§ Task directions:
Gather every line in the entries below that contains the string "wheel", and copy each of those lines in full. Case counts when matching.

§ Data section:
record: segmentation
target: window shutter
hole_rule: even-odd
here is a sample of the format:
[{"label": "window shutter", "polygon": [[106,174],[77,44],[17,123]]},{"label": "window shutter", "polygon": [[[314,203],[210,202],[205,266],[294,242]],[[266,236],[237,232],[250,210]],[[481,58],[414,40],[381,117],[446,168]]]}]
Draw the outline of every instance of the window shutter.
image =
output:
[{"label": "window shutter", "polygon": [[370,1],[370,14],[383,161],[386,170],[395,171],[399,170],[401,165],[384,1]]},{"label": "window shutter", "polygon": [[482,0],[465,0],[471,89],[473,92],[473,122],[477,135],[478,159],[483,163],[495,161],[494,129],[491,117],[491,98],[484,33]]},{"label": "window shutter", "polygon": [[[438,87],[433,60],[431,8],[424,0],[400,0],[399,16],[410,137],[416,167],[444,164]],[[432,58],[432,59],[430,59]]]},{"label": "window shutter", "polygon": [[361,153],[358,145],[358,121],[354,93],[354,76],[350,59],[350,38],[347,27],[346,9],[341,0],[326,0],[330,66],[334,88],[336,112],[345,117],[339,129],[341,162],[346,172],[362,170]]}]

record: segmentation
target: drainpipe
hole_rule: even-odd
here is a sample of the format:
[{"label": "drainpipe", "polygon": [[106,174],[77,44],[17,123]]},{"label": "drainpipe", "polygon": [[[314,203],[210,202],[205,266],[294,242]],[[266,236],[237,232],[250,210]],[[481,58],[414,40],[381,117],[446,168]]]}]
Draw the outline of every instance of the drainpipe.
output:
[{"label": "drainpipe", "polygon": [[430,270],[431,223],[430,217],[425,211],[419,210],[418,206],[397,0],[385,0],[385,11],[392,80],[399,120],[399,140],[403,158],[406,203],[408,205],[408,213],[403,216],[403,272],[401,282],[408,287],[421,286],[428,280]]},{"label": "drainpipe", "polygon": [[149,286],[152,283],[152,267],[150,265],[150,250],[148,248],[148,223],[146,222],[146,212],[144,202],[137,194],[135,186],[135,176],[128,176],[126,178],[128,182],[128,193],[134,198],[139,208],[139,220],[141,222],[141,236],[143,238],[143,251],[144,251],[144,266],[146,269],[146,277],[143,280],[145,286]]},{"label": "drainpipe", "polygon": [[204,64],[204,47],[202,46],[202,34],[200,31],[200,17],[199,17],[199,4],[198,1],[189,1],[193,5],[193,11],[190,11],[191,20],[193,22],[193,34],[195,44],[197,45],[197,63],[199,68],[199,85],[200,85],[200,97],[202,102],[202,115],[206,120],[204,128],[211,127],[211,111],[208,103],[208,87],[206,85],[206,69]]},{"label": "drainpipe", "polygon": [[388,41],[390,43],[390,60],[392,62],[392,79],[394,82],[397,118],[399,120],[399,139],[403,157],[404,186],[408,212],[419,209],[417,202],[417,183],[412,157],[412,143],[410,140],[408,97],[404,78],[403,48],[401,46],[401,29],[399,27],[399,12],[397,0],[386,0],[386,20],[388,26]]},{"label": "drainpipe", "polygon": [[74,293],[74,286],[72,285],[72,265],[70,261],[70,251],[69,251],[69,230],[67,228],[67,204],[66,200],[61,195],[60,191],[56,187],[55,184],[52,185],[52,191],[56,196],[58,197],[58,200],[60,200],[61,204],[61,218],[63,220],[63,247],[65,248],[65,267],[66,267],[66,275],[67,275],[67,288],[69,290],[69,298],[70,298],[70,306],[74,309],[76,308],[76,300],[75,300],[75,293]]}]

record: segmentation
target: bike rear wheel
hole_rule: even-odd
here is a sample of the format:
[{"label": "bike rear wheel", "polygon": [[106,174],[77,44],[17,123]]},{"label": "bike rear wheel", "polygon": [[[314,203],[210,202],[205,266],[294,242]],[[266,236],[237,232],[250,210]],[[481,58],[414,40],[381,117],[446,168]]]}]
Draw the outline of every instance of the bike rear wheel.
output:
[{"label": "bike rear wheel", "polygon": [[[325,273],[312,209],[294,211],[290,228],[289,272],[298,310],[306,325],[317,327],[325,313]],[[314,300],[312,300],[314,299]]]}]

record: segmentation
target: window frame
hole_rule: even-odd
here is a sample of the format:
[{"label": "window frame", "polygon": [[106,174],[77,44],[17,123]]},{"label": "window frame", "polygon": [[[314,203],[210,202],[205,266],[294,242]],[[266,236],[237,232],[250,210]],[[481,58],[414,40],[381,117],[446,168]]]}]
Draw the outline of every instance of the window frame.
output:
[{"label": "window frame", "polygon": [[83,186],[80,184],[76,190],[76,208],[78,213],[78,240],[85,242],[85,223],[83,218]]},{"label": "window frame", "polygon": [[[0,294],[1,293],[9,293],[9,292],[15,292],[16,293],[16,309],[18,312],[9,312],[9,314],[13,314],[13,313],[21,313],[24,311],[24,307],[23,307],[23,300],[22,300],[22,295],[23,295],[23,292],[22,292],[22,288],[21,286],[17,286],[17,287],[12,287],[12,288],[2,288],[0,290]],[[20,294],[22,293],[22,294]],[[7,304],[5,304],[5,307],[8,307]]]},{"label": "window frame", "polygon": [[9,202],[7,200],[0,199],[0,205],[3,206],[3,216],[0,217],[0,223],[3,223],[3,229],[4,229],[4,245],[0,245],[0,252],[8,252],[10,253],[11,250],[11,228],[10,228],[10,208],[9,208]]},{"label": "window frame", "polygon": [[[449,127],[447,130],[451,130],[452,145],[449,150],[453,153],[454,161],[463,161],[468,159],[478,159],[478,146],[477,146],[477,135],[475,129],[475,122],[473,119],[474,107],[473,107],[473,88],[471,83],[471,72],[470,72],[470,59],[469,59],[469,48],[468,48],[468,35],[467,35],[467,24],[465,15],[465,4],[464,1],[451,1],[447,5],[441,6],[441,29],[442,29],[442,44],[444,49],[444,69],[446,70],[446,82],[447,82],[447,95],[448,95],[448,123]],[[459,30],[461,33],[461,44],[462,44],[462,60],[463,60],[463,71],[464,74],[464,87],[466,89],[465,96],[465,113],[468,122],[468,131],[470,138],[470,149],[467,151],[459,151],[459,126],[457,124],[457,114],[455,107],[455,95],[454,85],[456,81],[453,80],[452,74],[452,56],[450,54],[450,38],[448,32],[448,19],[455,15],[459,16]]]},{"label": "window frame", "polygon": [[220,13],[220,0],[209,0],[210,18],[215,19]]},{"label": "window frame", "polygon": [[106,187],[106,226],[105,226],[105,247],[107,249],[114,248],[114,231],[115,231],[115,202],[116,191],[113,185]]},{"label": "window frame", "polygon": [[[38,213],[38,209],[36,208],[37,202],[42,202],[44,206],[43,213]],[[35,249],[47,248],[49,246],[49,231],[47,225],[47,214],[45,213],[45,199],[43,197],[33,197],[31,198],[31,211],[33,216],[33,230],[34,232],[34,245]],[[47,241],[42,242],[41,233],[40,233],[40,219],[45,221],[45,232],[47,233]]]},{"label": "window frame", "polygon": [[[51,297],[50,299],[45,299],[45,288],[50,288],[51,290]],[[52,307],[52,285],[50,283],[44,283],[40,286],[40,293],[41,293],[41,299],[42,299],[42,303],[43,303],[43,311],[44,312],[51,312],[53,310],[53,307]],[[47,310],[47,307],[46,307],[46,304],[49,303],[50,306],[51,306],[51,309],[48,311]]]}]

§ Task solution:
target: bike rear wheel
[{"label": "bike rear wheel", "polygon": [[106,174],[77,44],[17,123]]},{"label": "bike rear wheel", "polygon": [[[314,203],[210,202],[205,266],[294,242]],[[266,236],[237,232],[250,210]],[[481,58],[414,40],[381,117],[446,168]]]}]
Draw the outline of every instance of the bike rear wheel.
[{"label": "bike rear wheel", "polygon": [[[325,273],[312,209],[294,211],[290,228],[289,272],[298,310],[306,325],[317,327],[325,313]],[[314,300],[312,300],[314,299]]]}]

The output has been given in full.